Text provided:
======
Tags: graphs exponentiation walks matrices paths 

Rating:

## Problem
**Category**: Programming

After connecting to the port, we are introduced to the problem. I've bolded the most important parts.

> I swear that Santa is going crazy with those problems, this time we're
> really screwed!
> The new problem asks us the following:
> Given an **undirected graph of size N by its adjacency matrix** and a set of
> forbidden nodes, tell me **how many paths from node 1 to node N of
> exactly length L** that don't pass through any of the forbidden nodes
> exist (please note that **a node can be visited multiple times**)?
> And if that wasn't enough, we need to answer 40 of those problems in **45 seconds** and to give each output modulo 666013. What does that even mean!?

We need to count the number of "paths" of length *L* between the first and last nodes in a graph. In fact the title is a misnomer - since we can revisit nodes we are technically looking for the number of *L*-length *walks*. We are also given the adjacency matrix *M* that represents the graph.

There are 40 test cases, each usually larger than the last, and they must all be solved within 45 seconds. I suspect the modulo requirement is to avoid overflow, because the numbers get really large.

-----

## Theory

After almost an hour of research I come across this theorem:

![enter image description here](https://i.imgur.com/e2cpjdI.png)
======
Work to do:
- a) Reproduce the passage of the graph-walk write-up from "After connecting to" up to and including "that even mean!?".
- b) In the write-up on counting walks in a graph, what number must each output be given modulo?
- c) Write the next part of the write-up on counting walks in a graph, picking up after its final line.

Data listing:
======
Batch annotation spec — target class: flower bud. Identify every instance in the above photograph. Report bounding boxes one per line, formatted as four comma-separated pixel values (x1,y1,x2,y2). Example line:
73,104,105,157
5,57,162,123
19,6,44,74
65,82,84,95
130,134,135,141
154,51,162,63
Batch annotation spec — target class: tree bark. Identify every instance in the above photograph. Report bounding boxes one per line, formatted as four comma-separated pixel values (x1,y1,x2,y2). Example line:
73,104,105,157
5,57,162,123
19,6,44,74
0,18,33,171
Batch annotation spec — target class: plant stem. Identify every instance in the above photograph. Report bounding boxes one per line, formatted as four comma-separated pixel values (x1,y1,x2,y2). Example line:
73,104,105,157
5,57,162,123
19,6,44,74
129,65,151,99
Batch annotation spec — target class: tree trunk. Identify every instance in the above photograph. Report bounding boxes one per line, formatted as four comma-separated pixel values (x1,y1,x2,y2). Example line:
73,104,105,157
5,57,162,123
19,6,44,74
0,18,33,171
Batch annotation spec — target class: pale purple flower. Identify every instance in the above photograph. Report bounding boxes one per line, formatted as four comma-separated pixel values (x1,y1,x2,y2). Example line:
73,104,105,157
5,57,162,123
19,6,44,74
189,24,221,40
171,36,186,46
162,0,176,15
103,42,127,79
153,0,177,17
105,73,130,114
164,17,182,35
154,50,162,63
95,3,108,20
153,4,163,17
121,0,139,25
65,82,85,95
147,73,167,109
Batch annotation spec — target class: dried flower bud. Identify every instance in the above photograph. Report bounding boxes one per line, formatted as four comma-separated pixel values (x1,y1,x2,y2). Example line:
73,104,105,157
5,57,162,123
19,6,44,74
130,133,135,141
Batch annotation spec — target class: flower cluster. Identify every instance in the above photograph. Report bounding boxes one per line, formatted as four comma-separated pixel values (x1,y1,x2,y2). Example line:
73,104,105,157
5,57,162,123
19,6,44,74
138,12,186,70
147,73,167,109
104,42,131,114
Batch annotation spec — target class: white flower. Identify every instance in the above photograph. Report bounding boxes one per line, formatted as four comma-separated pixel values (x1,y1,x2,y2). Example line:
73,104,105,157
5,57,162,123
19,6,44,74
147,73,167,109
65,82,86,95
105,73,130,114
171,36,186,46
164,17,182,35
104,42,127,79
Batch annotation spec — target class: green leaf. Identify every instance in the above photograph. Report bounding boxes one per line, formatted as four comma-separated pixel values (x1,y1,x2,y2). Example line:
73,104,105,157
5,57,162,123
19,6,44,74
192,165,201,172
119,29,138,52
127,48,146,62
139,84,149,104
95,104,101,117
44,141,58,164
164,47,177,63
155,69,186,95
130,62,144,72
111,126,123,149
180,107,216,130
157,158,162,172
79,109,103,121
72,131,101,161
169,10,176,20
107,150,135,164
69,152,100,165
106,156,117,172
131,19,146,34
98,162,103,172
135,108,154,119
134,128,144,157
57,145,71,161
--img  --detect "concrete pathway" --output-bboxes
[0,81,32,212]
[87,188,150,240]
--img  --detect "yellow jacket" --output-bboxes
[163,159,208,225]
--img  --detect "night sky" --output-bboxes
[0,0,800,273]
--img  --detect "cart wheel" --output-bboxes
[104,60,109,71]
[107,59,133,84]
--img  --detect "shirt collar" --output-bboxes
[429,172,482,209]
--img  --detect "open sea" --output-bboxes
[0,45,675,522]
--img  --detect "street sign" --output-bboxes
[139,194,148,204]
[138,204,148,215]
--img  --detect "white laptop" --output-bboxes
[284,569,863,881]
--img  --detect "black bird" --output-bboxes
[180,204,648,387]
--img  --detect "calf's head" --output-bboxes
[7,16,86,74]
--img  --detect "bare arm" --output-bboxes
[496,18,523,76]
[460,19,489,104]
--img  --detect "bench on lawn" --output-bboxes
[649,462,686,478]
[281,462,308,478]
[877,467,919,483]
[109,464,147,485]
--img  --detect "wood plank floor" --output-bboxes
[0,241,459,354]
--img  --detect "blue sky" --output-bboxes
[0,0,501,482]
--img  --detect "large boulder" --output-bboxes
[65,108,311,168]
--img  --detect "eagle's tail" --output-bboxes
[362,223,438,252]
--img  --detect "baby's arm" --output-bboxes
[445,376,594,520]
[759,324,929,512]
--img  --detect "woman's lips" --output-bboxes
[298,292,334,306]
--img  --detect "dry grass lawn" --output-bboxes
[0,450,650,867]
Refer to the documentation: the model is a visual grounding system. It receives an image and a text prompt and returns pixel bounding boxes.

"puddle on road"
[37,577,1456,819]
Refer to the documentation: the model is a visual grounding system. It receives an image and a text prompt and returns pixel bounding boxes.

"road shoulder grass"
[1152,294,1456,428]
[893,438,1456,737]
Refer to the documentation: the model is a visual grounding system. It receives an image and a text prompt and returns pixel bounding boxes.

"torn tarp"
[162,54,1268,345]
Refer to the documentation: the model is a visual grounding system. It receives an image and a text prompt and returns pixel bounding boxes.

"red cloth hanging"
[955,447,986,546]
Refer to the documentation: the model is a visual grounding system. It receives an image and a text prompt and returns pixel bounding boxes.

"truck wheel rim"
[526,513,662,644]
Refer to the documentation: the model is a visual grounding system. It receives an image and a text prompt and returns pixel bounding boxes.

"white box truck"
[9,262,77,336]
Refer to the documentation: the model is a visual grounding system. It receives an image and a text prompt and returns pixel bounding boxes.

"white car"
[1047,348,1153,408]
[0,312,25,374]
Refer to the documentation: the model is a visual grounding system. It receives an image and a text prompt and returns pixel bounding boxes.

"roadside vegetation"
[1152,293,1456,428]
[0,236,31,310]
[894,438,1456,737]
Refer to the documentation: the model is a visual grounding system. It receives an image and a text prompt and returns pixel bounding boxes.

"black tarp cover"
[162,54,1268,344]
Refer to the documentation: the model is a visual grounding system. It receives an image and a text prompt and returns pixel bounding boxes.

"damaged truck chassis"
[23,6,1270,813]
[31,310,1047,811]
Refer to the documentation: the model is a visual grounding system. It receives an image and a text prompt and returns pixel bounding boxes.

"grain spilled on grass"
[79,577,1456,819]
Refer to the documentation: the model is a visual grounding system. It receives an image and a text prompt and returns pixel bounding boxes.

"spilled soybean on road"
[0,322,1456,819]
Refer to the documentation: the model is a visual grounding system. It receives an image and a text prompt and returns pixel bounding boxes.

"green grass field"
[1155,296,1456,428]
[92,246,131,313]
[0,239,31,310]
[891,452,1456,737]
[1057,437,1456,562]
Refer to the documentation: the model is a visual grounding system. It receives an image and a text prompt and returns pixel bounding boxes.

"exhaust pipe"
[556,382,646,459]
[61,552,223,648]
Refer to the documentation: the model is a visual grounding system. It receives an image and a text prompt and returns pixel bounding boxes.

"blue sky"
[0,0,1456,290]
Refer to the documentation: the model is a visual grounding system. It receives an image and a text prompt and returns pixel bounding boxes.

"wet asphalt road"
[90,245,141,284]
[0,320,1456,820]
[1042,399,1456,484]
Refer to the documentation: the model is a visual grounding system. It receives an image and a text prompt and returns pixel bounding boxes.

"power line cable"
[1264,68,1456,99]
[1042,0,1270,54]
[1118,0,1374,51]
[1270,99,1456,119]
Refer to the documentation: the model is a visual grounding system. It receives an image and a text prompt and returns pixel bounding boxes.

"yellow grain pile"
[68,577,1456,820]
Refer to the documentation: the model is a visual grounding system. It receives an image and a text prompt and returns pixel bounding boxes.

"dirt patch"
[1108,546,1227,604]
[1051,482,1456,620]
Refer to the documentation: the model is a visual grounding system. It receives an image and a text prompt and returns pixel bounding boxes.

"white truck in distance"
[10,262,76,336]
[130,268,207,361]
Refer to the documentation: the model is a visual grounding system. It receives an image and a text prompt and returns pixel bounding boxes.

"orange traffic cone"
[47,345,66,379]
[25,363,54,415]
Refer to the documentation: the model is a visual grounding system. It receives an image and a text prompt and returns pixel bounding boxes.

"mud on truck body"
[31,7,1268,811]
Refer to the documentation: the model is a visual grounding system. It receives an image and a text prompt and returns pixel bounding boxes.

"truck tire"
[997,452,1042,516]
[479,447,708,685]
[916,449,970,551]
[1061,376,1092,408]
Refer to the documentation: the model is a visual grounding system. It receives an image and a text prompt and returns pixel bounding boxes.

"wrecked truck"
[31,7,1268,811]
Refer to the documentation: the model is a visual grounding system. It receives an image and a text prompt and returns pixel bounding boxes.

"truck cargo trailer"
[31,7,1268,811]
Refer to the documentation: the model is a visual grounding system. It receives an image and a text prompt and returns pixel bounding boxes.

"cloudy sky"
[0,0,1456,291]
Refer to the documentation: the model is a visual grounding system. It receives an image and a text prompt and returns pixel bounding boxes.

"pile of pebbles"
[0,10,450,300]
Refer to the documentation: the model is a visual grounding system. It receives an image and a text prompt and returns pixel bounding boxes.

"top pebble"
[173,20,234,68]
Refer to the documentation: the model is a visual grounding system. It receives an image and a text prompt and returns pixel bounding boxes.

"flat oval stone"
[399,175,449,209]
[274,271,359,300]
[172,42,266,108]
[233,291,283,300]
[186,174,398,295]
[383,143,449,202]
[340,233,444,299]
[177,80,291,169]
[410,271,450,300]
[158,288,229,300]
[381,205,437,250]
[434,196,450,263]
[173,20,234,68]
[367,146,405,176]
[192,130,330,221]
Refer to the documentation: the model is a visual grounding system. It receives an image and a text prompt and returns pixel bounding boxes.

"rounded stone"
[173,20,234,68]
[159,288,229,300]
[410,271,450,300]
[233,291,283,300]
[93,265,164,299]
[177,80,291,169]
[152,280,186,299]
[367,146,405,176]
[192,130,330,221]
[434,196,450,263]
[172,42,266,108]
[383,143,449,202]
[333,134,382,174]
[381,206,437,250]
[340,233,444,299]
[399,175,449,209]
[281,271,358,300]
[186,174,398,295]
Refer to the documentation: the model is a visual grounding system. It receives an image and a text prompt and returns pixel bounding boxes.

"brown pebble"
======
The answers:
- a)
After connecting to the port, we are introduced to the problem. I've bolded the most important parts.

> I swear that Santa is going crazy with those problems, this time we're
> really screwed!
> The new problem asks us the following:
> Given an **undirected graph of size N by its adjacency matrix** and a set of
> forbidden nodes, tell me **how many paths from node 1 to node N of
> exactly length L** that don't pass through any of the forbidden nodes
> exist (please note that **a node can be visited multiple times**)?
> And if that wasn't enough, we need to answer 40 of those problems in **45 seconds** and to give each output modulo 666013. What does that even mean!?

- b) 666013

- c)
Source: https://people.cs.clemson.edu/~goddard/handouts/math8540/adjacencyNotes.pdf. The proof is pretty interesting too.

So when we compute for *M^L*, the answer is in in *M^L[0][N-1]*.

This is the most efficient solution I could find (and reasonably understand). Multiplication of two matrices costs *O(V^3)*, and [divide-and-conquer exponentiation](https://en.wikipedia.org/wiki/Exponentiation_by_squaring) costs *O(logL)*. Thus the overall runtime of this solution is *O(V^3 logL)*.

This is superior to alternatives like DP-, DFS-, and BFS-based solutions which max at *O(V^2\*L)* runtime, This is important because *L* grows much faster as the graph gets larger. Even after exhausting code and compiler optimizations I could not get my DP solution to beat the time.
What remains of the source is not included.